◆ Extract provided:
* begin *

MAPS OF HISTORY

MAPS OF HISTORY · ON THIS DAY · May 5 · 1936

ON THIS DAY · 5 MAY 1936

The fall of Addis Ababa

Map: The fall of Addis Ababa
5 MAY 1936 · THE ROAD TO WAR, 1931–1941

5 May 1936 — Badoglio’s motorized column enters the capital; Mussolini proclaims empire from a balcony in Rome. In Geneva the exiled emperor warns: “It is us today. It will be you tomorrow.”

THE MOMENT IN CONTEXT

Drop your eye to the map’s southern edge. Abyssinia — Ethiopia — is one of two African states never colonized, a League member since 1923, an empire older than most of the countries judging it. Around it, Italian charcoal: Eritrea to the north, Somaliland to the southeast, both held since the 1890s, when Ethiopia humiliated Italy at Adwa — the defeat Mussolini has waited his whole career to avenge. The pretext arrives at the ● marked Wal Wal, a watering hole eighty kilometres inside Ethiopia where Italy had quietly built a fort; a clash there in December 1934 kills some 150 men, and Mussolini demands apology and indemnity from the trespassed against. Haile Selassie does exactly what the system prescribes: he appeals to Geneva, twice, while Italian divisions stream through the Suez Canal all year in plain sight.

* end *

◆ Data excerpts:
* begin *

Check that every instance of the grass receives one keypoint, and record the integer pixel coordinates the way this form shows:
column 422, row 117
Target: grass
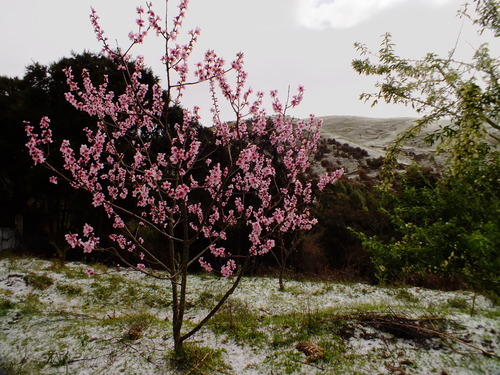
column 119, row 323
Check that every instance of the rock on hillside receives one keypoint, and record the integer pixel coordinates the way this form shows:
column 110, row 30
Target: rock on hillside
column 356, row 143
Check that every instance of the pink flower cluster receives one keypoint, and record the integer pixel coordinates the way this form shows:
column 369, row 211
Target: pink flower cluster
column 259, row 185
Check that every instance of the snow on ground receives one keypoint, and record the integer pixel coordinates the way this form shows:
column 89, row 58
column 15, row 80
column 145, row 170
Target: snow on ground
column 82, row 325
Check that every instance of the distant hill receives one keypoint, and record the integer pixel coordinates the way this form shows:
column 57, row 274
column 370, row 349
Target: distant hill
column 355, row 143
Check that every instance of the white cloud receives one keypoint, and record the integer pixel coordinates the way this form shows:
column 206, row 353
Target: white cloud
column 341, row 14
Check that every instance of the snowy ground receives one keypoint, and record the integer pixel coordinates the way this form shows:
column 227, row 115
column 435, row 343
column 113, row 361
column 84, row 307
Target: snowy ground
column 59, row 321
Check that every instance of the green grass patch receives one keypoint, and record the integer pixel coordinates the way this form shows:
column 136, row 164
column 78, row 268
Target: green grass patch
column 37, row 281
column 198, row 360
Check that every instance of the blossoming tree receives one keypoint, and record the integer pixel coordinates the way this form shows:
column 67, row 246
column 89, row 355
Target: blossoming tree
column 150, row 174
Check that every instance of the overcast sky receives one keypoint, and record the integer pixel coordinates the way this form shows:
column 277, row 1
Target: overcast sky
column 286, row 42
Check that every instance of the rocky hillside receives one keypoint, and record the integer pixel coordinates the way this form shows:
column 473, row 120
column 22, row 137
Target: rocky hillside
column 358, row 144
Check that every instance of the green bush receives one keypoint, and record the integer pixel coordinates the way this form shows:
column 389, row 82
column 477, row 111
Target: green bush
column 448, row 227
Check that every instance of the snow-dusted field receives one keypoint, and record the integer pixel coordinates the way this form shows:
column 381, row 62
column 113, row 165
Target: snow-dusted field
column 59, row 321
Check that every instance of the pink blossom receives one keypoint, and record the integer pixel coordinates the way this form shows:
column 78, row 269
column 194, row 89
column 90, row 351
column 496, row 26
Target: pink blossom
column 87, row 230
column 72, row 240
column 228, row 269
column 206, row 266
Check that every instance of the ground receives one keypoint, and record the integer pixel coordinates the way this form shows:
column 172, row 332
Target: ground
column 57, row 320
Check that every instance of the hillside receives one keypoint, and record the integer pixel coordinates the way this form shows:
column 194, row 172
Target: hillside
column 354, row 142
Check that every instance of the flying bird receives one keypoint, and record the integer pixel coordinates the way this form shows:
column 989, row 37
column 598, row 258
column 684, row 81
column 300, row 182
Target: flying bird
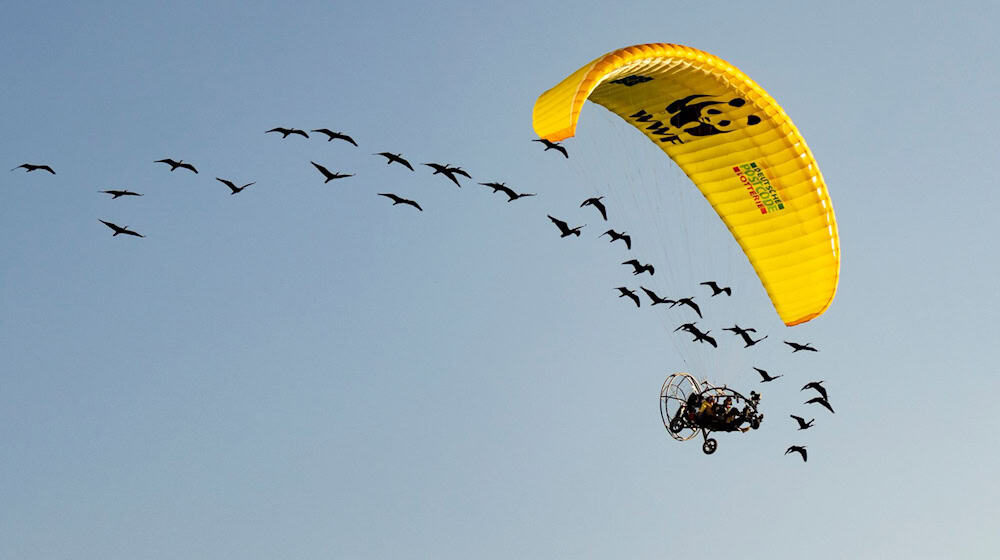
column 565, row 230
column 29, row 167
column 335, row 135
column 552, row 146
column 511, row 195
column 330, row 176
column 400, row 200
column 630, row 293
column 116, row 193
column 397, row 158
column 765, row 377
column 615, row 236
column 286, row 131
column 800, row 449
column 816, row 385
column 119, row 229
column 796, row 346
column 822, row 401
column 596, row 203
column 803, row 425
column 175, row 164
column 716, row 290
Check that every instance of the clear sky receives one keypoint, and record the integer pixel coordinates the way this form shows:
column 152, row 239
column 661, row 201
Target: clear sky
column 306, row 371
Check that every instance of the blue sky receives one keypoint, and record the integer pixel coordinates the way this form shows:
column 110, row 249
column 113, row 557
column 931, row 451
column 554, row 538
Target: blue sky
column 305, row 371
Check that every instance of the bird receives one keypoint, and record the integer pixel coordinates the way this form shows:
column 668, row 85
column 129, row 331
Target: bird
column 448, row 171
column 596, row 203
column 800, row 449
column 116, row 193
column 716, row 290
column 286, row 131
column 398, row 158
column 688, row 302
column 820, row 400
column 803, row 425
column 564, row 228
column 29, row 167
column 765, row 377
column 552, row 146
column 232, row 186
column 638, row 268
column 400, row 200
column 511, row 195
column 816, row 385
column 335, row 135
column 330, row 176
column 655, row 298
column 798, row 346
column 175, row 164
column 119, row 229
column 630, row 293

* end *

◆ Directions: Return the full text on the fall of Addis Ababa from above, word for word.

◆ Result of this exercise:
MAPS OF HISTORY

MAPS OF HISTORY · ON THIS DAY · May 5 · 1936

ON THIS DAY · 5 MAY 1936

The fall of Addis Ababa

Map: The fall of Addis Ababa
5 MAY 1936 · THE ROAD TO WAR, 1931–1941

5 May 1936 — Badoglio’s motorized column enters the capital; Mussolini proclaims empire from a balcony in Rome. In Geneva the exiled emperor warns: “It is us today. It will be you tomorrow.”

THE MOMENT IN CONTEXT

Drop your eye to the map’s southern edge. Abyssinia — Ethiopia — is one of two African states never colonized, a League member since 1923, an empire older than most of the countries judging it. Around it, Italian charcoal: Eritrea to the north, Somaliland to the southeast, both held since the 1890s, when Ethiopia humiliated Italy at Adwa — the defeat Mussolini has waited his whole career to avenge. The pretext arrives at the ● marked Wal Wal, a watering hole eighty kilometres inside Ethiopia where Italy had quietly built a fort; a clash there in December 1934 kills some 150 men, and Mussolini demands apology and indemnity from the trespassed against. Haile Selassie does exactly what the system prescribes: he appeals to Geneva, twice, while Italian divisions stream through the Suez Canal all year in plain sight.